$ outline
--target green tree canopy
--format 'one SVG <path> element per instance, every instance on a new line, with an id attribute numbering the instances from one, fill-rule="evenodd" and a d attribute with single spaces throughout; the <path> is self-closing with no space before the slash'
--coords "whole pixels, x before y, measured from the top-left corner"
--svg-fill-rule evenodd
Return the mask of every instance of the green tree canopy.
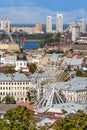
<path id="1" fill-rule="evenodd" d="M 0 130 L 37 130 L 34 112 L 24 106 L 10 109 L 0 120 Z"/>

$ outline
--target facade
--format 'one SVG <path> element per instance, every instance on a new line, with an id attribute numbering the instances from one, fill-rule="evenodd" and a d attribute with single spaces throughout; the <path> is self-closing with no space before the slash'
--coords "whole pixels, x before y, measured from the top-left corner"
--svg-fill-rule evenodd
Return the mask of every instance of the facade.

- [Your instructions]
Reproduce the records above word for word, omitting the pictures.

- [Answer to this task]
$ outline
--target green tree canopy
--format 'one SVG <path> element per instance, every instance on a new line, with an id attribute numbering the instances from one, fill-rule="evenodd" and a d attribute with single spaces throughout; the <path> is self-closing with no space before the slash'
--coords "whole pixels, x before y, measured from the top-left corner"
--svg-fill-rule evenodd
Return the mask of every instance of the green tree canopy.
<path id="1" fill-rule="evenodd" d="M 0 130 L 37 130 L 34 112 L 24 106 L 10 109 L 0 120 Z"/>

$ outline
--target facade
--format 'one SVG <path> element per instance, every instance on a new line, with an id attribute numbering the instances from one, fill-rule="evenodd" and a d attribute with single spaces throughout; the <path> is self-closing with no space before the slash'
--coords "whole pixels, x before y, measured from the top-left corner"
--svg-fill-rule evenodd
Return the mask of every instance of the facade.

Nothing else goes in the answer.